The task: In full and without alteration, repeat the material.
= = = = =
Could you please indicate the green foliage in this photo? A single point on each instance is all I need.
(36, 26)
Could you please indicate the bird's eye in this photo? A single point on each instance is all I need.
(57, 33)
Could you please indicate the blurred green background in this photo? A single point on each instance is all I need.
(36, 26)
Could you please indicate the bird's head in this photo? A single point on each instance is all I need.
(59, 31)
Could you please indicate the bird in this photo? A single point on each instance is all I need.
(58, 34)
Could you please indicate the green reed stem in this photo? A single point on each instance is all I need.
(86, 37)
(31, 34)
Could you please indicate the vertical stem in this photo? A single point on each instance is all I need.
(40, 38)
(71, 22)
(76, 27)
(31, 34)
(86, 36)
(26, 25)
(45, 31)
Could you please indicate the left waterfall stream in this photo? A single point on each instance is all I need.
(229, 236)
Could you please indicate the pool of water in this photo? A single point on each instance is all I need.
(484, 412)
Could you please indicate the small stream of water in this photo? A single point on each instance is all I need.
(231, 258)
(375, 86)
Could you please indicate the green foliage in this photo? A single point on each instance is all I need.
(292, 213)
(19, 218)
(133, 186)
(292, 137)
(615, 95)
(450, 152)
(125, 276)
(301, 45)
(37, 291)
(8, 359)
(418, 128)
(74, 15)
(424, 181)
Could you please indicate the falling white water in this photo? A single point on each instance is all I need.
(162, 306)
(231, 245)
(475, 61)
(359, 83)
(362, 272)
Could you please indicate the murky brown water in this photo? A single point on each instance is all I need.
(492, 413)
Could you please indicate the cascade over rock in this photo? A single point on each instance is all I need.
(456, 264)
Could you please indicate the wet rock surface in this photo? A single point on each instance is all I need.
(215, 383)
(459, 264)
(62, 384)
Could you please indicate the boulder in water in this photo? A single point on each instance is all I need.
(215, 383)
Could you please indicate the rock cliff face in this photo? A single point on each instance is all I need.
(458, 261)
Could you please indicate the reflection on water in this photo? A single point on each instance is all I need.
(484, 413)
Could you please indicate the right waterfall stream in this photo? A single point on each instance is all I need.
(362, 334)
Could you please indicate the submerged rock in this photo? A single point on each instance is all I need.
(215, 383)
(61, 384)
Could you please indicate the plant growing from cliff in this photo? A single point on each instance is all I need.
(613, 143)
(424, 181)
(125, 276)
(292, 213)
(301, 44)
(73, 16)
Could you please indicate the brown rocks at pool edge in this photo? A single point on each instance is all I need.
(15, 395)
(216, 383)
= = = = =
Result for this task:
Could you please indicate the green foliage in this photo? A single point on each instance is all I need.
(36, 26)
Could you please indicate the bird's eye in this photo? A single point on each instance is all I need.
(57, 33)
Could you please indicate the blurred green background in this photo? A single point on each instance is all I need.
(36, 26)
Could you please indicate the bird's head in this photo? A single point on each instance is all I need.
(59, 31)
Could you please indicate the bird in this photo? A single point on each instance is all I need.
(58, 34)
Could you please indicate the green reed stem in this photo? A single point on each instance is all I need.
(86, 37)
(31, 34)
Could you please indicate the vertical stem in this photo? A single point on each instance is all I need.
(40, 38)
(71, 22)
(76, 27)
(31, 34)
(86, 36)
(26, 25)
(45, 31)
Could you please indicate the left waterfall stream in this photo? A single point on each instance is all I need.
(229, 236)
Could you please indicate the pool of water in this photo? A single point on each instance is all I need.
(484, 412)
Could you please indicate the small stream of water in this photo? A single point on each instance is all I need.
(231, 258)
(375, 86)
Could you please indicate the green foliage in this photo? A single point on each instance is all I need.
(292, 213)
(19, 218)
(133, 186)
(292, 137)
(615, 95)
(450, 152)
(125, 276)
(301, 45)
(37, 291)
(8, 359)
(418, 128)
(74, 15)
(424, 181)
Could you please indicate the falling white water in this photo? A single point on each instance is all I need.
(162, 306)
(231, 245)
(475, 61)
(359, 83)
(362, 272)
Could you please indicate the murky brown water in this photo? A single point on each instance is all I need.
(492, 413)
Could you please indicate the cascade over rock in this photo? A single point on each instance is all I need.
(456, 264)
Could you please indicate the wet rock surface in this photo? A single point on each instance is all I need.
(215, 383)
(459, 264)
(62, 384)
Could you please indicate the boulder in water in this photo? A single point on each instance is all I need.
(215, 383)
Could you please indicate the rock cliff face in this photo? A single point on each instance is all I need.
(458, 261)
Could you please indicate the reflection on water in this photo? A single point on each instance is all I need.
(484, 413)
Could you please indicate the right waterfall stream in this photo? A single point on each instance is all I need.
(362, 334)
Could you please indicate the submerged rock in this photo? A single point on each instance is all I need.
(215, 383)
(61, 384)
Could you please indicate the plant growing from cliff in this photo? A single point on each instance is all I need.
(613, 143)
(424, 181)
(125, 276)
(292, 213)
(301, 44)
(73, 16)
Could you please indicate the brown rocks at pool edge in this photo? A single point on each instance is all I need.
(15, 395)
(216, 383)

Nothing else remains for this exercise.